▸ **WHAT THIS EXERCISE ASKS**
a) In the passage on the UK's devolved governments and Covid-19, what name did the Scottish government give to the emergency hospital being developed in Glasgow?
b) Reproduce the passage on the UK's devolved governments and Covid-19 from "At a time of" to "and Northern Ireland.".

▸ **PASSAGE**
In a host of policy fields most affected by Covid-19 – including health, social care and education – the UK government is, in effect, the government of England, since the devolved governments are responsible for them elsewhere.
Yet English politicians, the government in Whitehall, and the UK-wide media have displayed a striking and sustained inability to name England as the object of government policy made in SW1 in these fields.
This is not the moment for a forensic analysis of the strengths and weaknesses of the UK government’s overall coronavirus strategy, or of coordination between the UK’s four central governments.
But we cannot ignore the fact that there have been differences and frictions alongside the remarkably quick development of a shared position. Worse still, there is some evidence of behind the scenes briefing against politicians from other governments.
Each devolved place has its own characteristics. In Belfast, First Minister Arlene Foster and her deputy have openly adopted conflicting positions.
In Wales, Mark Drakeford’s Labour government has brought the Senedd’s Conservative leader Paul Davies and Plaid Cymru’s Adam Price into the key coronavirus committee.
The Scottish government has activated its ‘Resilience Room’ equivalent to COBRA – known as SGoRR.
Matching the emphasis on self-rule, the communication of coronavirus strategy has come from separate daily briefings in Belfast, Cardiff, Edinburgh and London. UK-wide media is overwhelmingly focused on the London briefing.
Frankly, the territorial extent of the policies covered in the London briefings have not always been clear – neither in the government’s own statements, or in how they have been reported by the media.
It was not made clear, for example, that policy announcements on testing or calls for NHS volunteers, were England-only policy announcements – causing significant confusion across the rest of the UK.
This muddle may reflect the standard operating practices of Whitehall departments that, in normal times, make policy for England.
Much of the Johnson administration’s response to the pandemic has been led by Matt Hancock, whose usual cabinet role is running English Health and Social Care policy.
At a time of heightened anxiety, debate can become heated and messages confused. Current cooperation could become more strained if the emergency intensifies. To guard against this possibility, work to improve current practice might help consolidate cooperation.
In the 3 April briefing, Hancock rightly praised the rapid creation of new NHS ‘Nightingale’ Hospitals across England.
He mentioned a developing facility in Glasgow, named NHS Louisa Jordan by the Scottish government – but described it as a ‘Nightingale’. He made no mention of emergency hospitals being created in Wales and Northern Ireland.
As the four UK central governments have somewhat different policy responses, tailored to particular circumstances, clear lines of public communication are crucial.
Information must flow from the people with governmental responsibilities to the publics they govern.
Might devolved governments be involved in some UK-wide briefings, to underline there are four somewhat distinct public health responses taking place led by different governments?

▸ **DATA FOR ANALYSIS**
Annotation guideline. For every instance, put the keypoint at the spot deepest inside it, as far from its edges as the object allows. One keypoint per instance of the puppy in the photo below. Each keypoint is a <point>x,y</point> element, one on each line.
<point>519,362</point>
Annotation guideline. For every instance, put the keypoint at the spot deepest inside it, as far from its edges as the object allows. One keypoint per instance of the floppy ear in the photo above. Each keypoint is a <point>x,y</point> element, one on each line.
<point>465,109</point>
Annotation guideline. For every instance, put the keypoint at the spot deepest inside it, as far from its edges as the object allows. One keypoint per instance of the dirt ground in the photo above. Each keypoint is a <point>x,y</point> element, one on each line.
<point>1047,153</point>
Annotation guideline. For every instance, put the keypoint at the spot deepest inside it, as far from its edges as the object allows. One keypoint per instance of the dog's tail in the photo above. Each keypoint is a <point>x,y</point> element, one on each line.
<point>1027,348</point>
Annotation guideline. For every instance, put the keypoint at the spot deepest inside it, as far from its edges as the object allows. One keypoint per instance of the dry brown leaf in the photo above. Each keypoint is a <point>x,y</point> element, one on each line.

==

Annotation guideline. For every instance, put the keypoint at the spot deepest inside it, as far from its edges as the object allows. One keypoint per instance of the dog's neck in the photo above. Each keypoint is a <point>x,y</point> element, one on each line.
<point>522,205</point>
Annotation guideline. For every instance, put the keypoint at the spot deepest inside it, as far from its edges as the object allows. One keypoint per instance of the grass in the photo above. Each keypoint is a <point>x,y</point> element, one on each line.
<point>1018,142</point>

▸ **ACTIVITY ANSWERS**
a) NHS Louisa Jordan

b)
At a time of heightened anxiety, debate can become heated and messages confused. Current cooperation could become more strained if the emergency intensifies. To guard against this possibility, work to improve current practice might help consolidate cooperation.
In the 3 April briefing, Hancock rightly praised the rapid creation of new NHS ‘Nightingale’ Hospitals across England.
He mentioned a developing facility in Glasgow, named NHS Louisa Jordan by the Scottish government – but described it as a ‘Nightingale’. He made no mention of emergency hospitals being created in Wales and Northern Ireland.